Posts Tagged ‘Call of Duty 4’
A War Zone I Can’t Escape
Posted by: adonis49 on: July 22, 2018
A War Zone I Can’t Escape
NANA ASFOUR Published in NYT this February 1, 2013:
As soon as “Call of Duty: Black Ops 2” came out last year, my stepson, like virtually every male teenager on the planet, rushed out to buy his copy.
Mercifully, he uses headphones when playing that game, sparing me from the prickly memories that its sound produces. But that wasn’t the case five years ago when he became the proud owner of “Call of Duty 4: Modern Warfare.”
For days our apartment reverberated with the deafening sound of gunfire.
One Sunday, I looked at the screen and saw a destroyed streets-cape with Arabic writing everywhere. The mangled city that his character was roaming through looked eerily similar to the war-ravaged Beirut of my childhood.
“Where is this supposed to be?” I asked him.
He answered several seconds later, without looking up from the screen. “I dunno.”
When my Scottish husband woke up, I told him: “You know what’s really weird? Here is your son playing a game about war in an Arab city. Meanwhile, I’ve lived through the actual thing.”
“Yeah,” he said, trusting his son to differentiate between fiction and reality.

▸ **DATASET CONTENT**

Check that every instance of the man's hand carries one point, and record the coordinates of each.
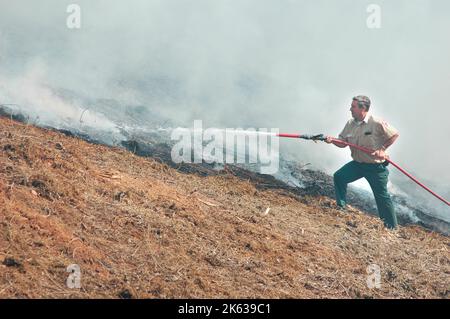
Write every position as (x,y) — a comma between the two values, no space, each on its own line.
(379,154)
(328,140)
(332,140)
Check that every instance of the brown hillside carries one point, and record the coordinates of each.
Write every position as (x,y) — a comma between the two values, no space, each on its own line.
(140,229)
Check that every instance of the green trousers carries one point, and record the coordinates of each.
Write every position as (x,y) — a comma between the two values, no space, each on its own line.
(377,176)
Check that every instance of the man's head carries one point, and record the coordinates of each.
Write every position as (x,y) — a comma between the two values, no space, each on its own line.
(360,107)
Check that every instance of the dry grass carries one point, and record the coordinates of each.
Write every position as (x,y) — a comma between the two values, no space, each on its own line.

▸ **SET PROBLEM 1**
Please return the passage of the Call of Duty essay starting with "Mercifully, he uses" and going on through "sound of gunfire.", copied word for word.
▸ **SET PROBLEM 2**
Supply the next part of the Call of Duty essay, beginning right after its last sentence.

▸ **TASK ANSWER 1**
Mercifully, he uses headphones when playing that game, sparing me from the prickly memories that its sound produces. But that wasn’t the case five years ago when he became the proud owner of “Call of Duty 4: Modern Warfare.”
For days our apartment reverberated with the deafening sound of gunfire.

▸ **TASK ANSWER 2**
While the earlier versions of “Call of Duty” took place during World War II, “Modern Warfare,” which was released in 2007, is set in modern times and, at least in parts, in an Arab city with Arabic-speaking targets.
Part of the game’s plotline revolves around a fictional separatist group led by an anti-American militant named Khaled Al-Asad, who grabs power in a small, oil-rich and unnamed Middle Eastern state that the United States subsequently invades.
And yet, as spine-chilling as the setting and the rattle of gunfire were, they weren’t nearly as distressing as the revelation my stepson would make a little later, while we walked to the bus stop, when he effusively told me of a special trick he discovered that allows him to swiftly kill opponents.
“I love sniping,” he then said. “It’s so much fun.” (Being a sniper)
He was serious. I couldn’t believe it. “In real life, a sniper is someone who terrorizes people,” I told him gently. “You know that my brother, Julian, was shot by a sniper?”
“He was playing soccer, right?” he asked, feigning interest. He had heard the story before.
“Yes, he and his friends had gathered in the open parking lot across the street from our house in Beirut,” I said.
“I was watching them from our balcony.” I didn’t recount how, after seeing my brother cupping his elbow and running off the parking lot, I raced to tell my mom, who was making French fries in the kitchen, struggling to find the right words to convey the urgency of the matter without alarming her too much.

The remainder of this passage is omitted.